Stated goal – Copy every line in the listing below that contains the string "hydrangea". Case counts.

Raw records –

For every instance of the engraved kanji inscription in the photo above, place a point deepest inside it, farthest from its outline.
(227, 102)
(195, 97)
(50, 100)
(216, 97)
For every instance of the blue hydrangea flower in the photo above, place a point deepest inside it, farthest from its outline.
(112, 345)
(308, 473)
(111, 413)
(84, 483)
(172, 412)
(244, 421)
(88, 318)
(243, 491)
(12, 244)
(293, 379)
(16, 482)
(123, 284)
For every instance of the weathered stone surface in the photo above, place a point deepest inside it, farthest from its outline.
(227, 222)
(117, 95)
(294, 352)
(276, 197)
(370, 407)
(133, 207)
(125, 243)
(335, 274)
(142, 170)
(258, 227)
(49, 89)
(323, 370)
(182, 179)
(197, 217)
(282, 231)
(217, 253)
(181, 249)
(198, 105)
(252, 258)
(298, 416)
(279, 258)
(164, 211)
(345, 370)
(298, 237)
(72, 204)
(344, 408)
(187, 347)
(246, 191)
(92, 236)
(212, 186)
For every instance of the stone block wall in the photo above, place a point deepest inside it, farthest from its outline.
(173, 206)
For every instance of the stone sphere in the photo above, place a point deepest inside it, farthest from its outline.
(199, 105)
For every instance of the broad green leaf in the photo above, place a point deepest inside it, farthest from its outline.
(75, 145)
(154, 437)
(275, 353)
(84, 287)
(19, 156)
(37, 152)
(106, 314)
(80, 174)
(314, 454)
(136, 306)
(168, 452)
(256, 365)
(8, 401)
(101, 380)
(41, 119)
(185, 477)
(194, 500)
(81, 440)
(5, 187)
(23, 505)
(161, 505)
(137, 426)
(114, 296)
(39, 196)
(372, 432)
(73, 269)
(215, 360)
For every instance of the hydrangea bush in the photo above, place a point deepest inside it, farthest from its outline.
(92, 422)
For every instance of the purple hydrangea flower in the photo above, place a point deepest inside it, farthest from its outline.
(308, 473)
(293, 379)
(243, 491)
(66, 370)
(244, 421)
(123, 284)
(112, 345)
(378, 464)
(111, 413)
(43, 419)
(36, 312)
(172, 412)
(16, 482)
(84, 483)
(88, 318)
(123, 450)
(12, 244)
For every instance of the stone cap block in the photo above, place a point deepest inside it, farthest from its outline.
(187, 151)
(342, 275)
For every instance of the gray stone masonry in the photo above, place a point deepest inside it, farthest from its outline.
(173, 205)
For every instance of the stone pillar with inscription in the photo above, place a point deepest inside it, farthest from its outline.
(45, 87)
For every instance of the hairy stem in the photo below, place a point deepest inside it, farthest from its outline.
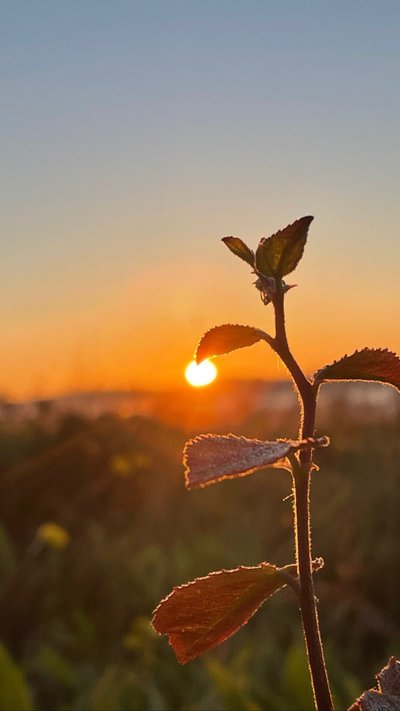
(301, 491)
--
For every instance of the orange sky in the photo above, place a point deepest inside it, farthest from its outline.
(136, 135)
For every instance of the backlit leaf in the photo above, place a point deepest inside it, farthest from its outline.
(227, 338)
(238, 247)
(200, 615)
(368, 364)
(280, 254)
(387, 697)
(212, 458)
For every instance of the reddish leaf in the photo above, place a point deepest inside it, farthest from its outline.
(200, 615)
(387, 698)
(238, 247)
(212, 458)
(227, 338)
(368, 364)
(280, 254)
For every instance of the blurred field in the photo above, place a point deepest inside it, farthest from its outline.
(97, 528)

Answer for the task –
For every instance of the blue hydrangea flower in the photo above, place a point deepest inside it, farthest from its outline.
For every instance of the hydrangea bush in the photo above, place a point deepest inside it, farthest from its outline.
For every instance of the purple hydrangea flower in the photo above, place a point deepest inside it, farthest from its outline.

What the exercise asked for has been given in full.